Needed from the entries below: every line that holds the word "each".

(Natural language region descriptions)
━━━━━━━━

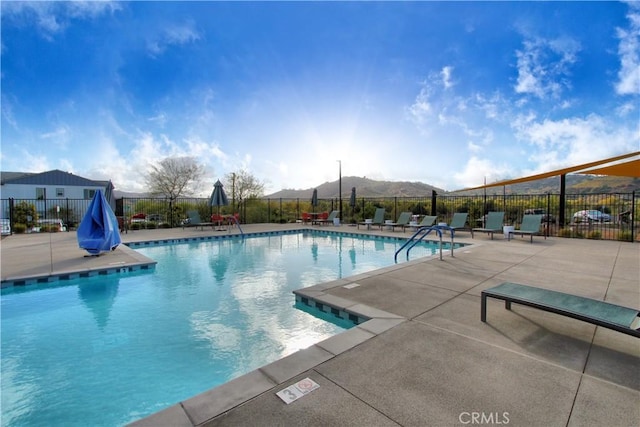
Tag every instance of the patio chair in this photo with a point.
(459, 221)
(530, 227)
(378, 219)
(329, 218)
(403, 221)
(317, 219)
(193, 220)
(493, 225)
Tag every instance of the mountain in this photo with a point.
(575, 184)
(364, 188)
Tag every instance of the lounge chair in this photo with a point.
(194, 220)
(319, 217)
(530, 227)
(600, 313)
(329, 219)
(459, 221)
(493, 225)
(427, 221)
(378, 219)
(403, 221)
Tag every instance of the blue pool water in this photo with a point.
(108, 350)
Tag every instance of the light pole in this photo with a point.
(340, 185)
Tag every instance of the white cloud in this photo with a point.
(559, 143)
(629, 51)
(54, 17)
(544, 65)
(476, 171)
(446, 77)
(173, 36)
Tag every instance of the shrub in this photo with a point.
(625, 236)
(595, 235)
(19, 228)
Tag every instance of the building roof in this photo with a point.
(52, 177)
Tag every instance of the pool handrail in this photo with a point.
(235, 219)
(420, 234)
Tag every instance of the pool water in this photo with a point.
(108, 350)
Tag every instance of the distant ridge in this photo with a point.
(575, 184)
(364, 188)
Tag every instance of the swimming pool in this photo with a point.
(108, 350)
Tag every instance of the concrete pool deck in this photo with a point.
(426, 358)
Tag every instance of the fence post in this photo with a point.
(11, 209)
(434, 197)
(632, 219)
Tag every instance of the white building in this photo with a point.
(49, 189)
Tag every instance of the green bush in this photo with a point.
(625, 236)
(565, 232)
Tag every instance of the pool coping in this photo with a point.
(210, 404)
(269, 378)
(203, 407)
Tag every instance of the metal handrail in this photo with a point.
(420, 234)
(238, 224)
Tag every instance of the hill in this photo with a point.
(364, 188)
(575, 184)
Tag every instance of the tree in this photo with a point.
(174, 177)
(243, 186)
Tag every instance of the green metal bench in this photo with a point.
(600, 313)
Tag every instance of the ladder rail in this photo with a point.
(238, 224)
(420, 234)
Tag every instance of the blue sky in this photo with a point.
(446, 93)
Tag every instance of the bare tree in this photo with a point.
(174, 177)
(243, 186)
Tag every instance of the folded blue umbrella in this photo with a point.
(98, 230)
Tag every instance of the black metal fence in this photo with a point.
(616, 217)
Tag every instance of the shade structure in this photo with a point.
(563, 171)
(629, 169)
(218, 196)
(98, 231)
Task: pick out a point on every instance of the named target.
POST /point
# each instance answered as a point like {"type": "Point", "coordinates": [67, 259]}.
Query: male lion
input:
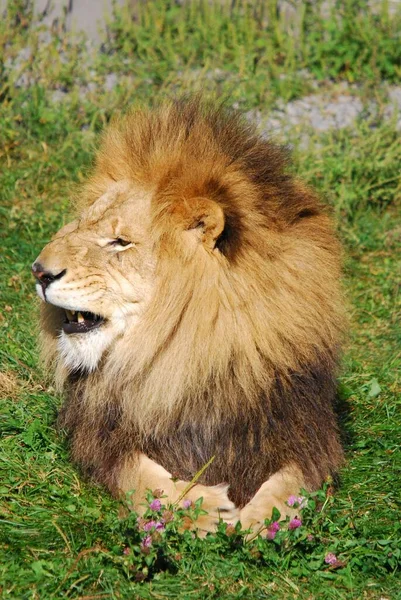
{"type": "Point", "coordinates": [193, 310]}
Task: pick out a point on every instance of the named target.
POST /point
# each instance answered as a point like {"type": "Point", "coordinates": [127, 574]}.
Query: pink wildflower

━━━━━━━━

Exercise solution:
# each instance answered as a point like {"type": "Point", "coordinates": [67, 259]}.
# each instance answered as a point like {"type": "Point", "coordinates": [127, 574]}.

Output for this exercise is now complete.